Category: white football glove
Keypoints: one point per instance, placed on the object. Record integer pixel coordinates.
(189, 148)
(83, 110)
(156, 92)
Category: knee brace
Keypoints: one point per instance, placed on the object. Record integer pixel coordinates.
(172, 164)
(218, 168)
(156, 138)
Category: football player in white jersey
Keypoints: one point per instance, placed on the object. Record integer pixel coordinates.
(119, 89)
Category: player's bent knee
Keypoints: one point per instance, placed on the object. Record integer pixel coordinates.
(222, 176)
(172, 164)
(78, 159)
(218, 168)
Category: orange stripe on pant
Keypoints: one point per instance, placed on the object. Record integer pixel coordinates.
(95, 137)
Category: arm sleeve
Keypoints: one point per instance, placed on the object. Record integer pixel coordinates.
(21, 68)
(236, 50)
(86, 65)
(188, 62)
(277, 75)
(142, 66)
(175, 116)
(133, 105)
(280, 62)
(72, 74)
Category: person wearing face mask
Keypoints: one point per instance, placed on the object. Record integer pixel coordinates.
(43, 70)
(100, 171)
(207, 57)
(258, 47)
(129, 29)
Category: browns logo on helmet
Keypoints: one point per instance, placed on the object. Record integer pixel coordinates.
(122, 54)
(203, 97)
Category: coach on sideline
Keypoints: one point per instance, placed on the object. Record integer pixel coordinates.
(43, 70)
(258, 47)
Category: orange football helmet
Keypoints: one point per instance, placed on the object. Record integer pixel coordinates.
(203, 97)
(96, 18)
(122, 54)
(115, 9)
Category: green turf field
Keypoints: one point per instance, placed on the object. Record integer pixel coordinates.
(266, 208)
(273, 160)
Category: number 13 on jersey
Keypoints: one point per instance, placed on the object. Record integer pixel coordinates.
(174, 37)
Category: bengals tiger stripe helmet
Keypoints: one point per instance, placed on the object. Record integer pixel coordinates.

☆ ☆ ☆ ☆ ☆ ☆ ☆

## [Task to complete]
Copy out the records word for word, starting at the line that contains "Category: arm sleeve" and ending with the final line of the records.

## [Exercise solution]
Category: arm sleeve
Keypoints: one point per instance, placed on the object. Record integer pixel coordinates.
(21, 68)
(236, 50)
(86, 65)
(188, 62)
(277, 75)
(142, 66)
(175, 116)
(133, 105)
(280, 62)
(72, 74)
Category: person wearing face mask
Keypoints: one point per instance, placed on the object. Record integer pixel coordinates.
(43, 70)
(100, 171)
(207, 57)
(258, 47)
(129, 29)
Category: browns logo on helmet
Keypoints: one point per instance, placed on the object. Record integer pixel coordinates.
(122, 54)
(203, 97)
Category: coach on sideline
Keypoints: one point per instance, placed on the object. Record integer pixel coordinates.
(43, 70)
(258, 47)
Category: orange football helmet
Keypoints: one point per instance, placed on the object. Record integer pixel coordinates.
(203, 97)
(96, 18)
(122, 54)
(115, 9)
Category: green turf field
Keypoints: one point per instance, placed on the object. Record integer pixel coordinates.
(266, 208)
(273, 160)
Category: number 13 on jersey
Keypoints: one point per instance, placed on the object. Record integer pixel coordinates.
(174, 37)
Category: bengals tiger stripe helmet
Keypoints: one point per instance, placed on the object. Record integer pixel coordinates.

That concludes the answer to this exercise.